- _TASK INSTRUCTIONS_
Count up the lines in the listing below that hold "grass", and answer with the total alone.

- _RECORDS SUPPLIED_
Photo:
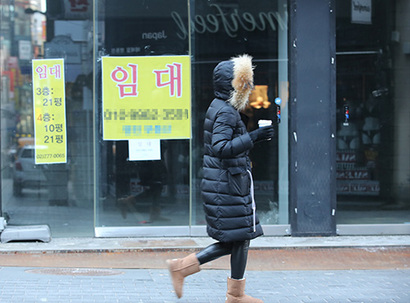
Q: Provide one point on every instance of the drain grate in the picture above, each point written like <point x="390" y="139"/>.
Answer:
<point x="75" y="271"/>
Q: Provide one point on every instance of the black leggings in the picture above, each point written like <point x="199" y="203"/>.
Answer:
<point x="237" y="250"/>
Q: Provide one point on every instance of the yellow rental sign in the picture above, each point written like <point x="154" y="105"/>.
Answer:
<point x="146" y="97"/>
<point x="49" y="111"/>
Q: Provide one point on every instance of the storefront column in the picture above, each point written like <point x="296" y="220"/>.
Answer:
<point x="401" y="177"/>
<point x="312" y="127"/>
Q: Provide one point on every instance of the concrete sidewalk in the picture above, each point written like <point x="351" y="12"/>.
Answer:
<point x="266" y="253"/>
<point x="36" y="285"/>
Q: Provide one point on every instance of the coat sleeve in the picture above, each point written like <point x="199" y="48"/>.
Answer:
<point x="223" y="143"/>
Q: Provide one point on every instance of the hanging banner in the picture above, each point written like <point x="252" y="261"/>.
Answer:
<point x="49" y="111"/>
<point x="146" y="97"/>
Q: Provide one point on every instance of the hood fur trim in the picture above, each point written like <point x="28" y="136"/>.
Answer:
<point x="242" y="82"/>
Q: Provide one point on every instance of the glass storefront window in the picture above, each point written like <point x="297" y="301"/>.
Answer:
<point x="45" y="192"/>
<point x="166" y="192"/>
<point x="101" y="189"/>
<point x="373" y="174"/>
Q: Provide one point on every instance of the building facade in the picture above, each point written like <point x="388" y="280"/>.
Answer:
<point x="332" y="75"/>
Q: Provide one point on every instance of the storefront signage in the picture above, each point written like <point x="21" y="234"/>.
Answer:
<point x="49" y="111"/>
<point x="144" y="149"/>
<point x="146" y="97"/>
<point x="231" y="23"/>
<point x="362" y="11"/>
<point x="78" y="9"/>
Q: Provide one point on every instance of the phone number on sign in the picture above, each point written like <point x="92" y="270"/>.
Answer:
<point x="50" y="156"/>
<point x="146" y="114"/>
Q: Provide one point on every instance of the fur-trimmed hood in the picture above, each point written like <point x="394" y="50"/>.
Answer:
<point x="233" y="81"/>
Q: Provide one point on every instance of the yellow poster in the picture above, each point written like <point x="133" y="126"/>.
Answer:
<point x="49" y="111"/>
<point x="146" y="97"/>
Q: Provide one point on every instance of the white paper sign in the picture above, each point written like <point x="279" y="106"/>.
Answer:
<point x="144" y="149"/>
<point x="362" y="11"/>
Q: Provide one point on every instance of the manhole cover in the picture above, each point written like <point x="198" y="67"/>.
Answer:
<point x="75" y="271"/>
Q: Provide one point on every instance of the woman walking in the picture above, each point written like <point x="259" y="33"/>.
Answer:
<point x="227" y="185"/>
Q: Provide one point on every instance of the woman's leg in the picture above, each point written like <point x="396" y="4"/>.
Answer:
<point x="214" y="251"/>
<point x="239" y="257"/>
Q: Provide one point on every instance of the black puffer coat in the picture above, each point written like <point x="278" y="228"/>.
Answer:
<point x="226" y="169"/>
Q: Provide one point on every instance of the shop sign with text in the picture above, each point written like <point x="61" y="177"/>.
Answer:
<point x="49" y="111"/>
<point x="146" y="97"/>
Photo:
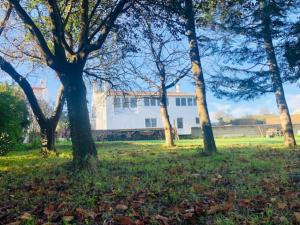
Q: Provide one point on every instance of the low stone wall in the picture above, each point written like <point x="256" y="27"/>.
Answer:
<point x="128" y="135"/>
<point x="241" y="130"/>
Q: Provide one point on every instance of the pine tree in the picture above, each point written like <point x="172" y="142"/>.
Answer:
<point x="251" y="52"/>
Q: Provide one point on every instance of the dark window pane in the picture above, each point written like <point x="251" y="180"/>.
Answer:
<point x="117" y="102"/>
<point x="133" y="102"/>
<point x="146" y="101"/>
<point x="183" y="101"/>
<point x="190" y="102"/>
<point x="154" y="122"/>
<point x="147" y="123"/>
<point x="153" y="101"/>
<point x="177" y="101"/>
<point x="179" y="123"/>
<point x="125" y="102"/>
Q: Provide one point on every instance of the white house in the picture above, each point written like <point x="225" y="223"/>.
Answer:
<point x="116" y="111"/>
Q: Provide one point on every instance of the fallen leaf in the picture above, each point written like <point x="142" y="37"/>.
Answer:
<point x="245" y="202"/>
<point x="164" y="220"/>
<point x="139" y="222"/>
<point x="213" y="209"/>
<point x="121" y="207"/>
<point x="18" y="222"/>
<point x="281" y="205"/>
<point x="26" y="216"/>
<point x="85" y="214"/>
<point x="68" y="218"/>
<point x="124" y="220"/>
<point x="49" y="210"/>
<point x="188" y="215"/>
<point x="297" y="216"/>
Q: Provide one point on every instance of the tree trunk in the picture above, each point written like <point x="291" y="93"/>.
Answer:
<point x="48" y="138"/>
<point x="84" y="149"/>
<point x="208" y="137"/>
<point x="166" y="119"/>
<point x="285" y="118"/>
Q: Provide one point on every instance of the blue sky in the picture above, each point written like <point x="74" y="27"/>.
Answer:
<point x="236" y="109"/>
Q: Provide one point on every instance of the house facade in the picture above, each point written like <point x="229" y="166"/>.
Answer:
<point x="118" y="111"/>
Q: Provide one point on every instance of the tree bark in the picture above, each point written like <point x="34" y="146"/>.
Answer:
<point x="166" y="119"/>
<point x="84" y="149"/>
<point x="208" y="137"/>
<point x="285" y="118"/>
<point x="48" y="138"/>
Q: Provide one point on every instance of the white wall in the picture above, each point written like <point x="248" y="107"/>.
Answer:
<point x="134" y="118"/>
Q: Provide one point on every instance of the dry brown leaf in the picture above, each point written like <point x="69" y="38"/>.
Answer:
<point x="188" y="215"/>
<point x="124" y="220"/>
<point x="164" y="220"/>
<point x="244" y="202"/>
<point x="281" y="205"/>
<point x="49" y="210"/>
<point x="213" y="209"/>
<point x="121" y="207"/>
<point x="26" y="216"/>
<point x="85" y="214"/>
<point x="18" y="222"/>
<point x="68" y="218"/>
<point x="139" y="222"/>
<point x="297" y="216"/>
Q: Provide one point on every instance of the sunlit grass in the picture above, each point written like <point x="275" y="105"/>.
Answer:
<point x="172" y="176"/>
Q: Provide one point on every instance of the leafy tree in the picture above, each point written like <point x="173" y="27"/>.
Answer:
<point x="252" y="35"/>
<point x="67" y="34"/>
<point x="292" y="51"/>
<point x="46" y="123"/>
<point x="181" y="15"/>
<point x="162" y="65"/>
<point x="13" y="117"/>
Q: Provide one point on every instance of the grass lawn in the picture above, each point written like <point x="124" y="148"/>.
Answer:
<point x="246" y="182"/>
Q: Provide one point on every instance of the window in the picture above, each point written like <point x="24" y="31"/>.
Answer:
<point x="125" y="102"/>
<point x="183" y="101"/>
<point x="153" y="101"/>
<point x="195" y="101"/>
<point x="117" y="102"/>
<point x="147" y="101"/>
<point x="133" y="102"/>
<point x="150" y="122"/>
<point x="177" y="101"/>
<point x="179" y="123"/>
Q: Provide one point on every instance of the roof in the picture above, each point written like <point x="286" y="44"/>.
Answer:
<point x="148" y="93"/>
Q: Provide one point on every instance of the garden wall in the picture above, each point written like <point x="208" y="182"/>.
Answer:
<point x="128" y="134"/>
<point x="241" y="130"/>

- _TASK RESPONSE_
2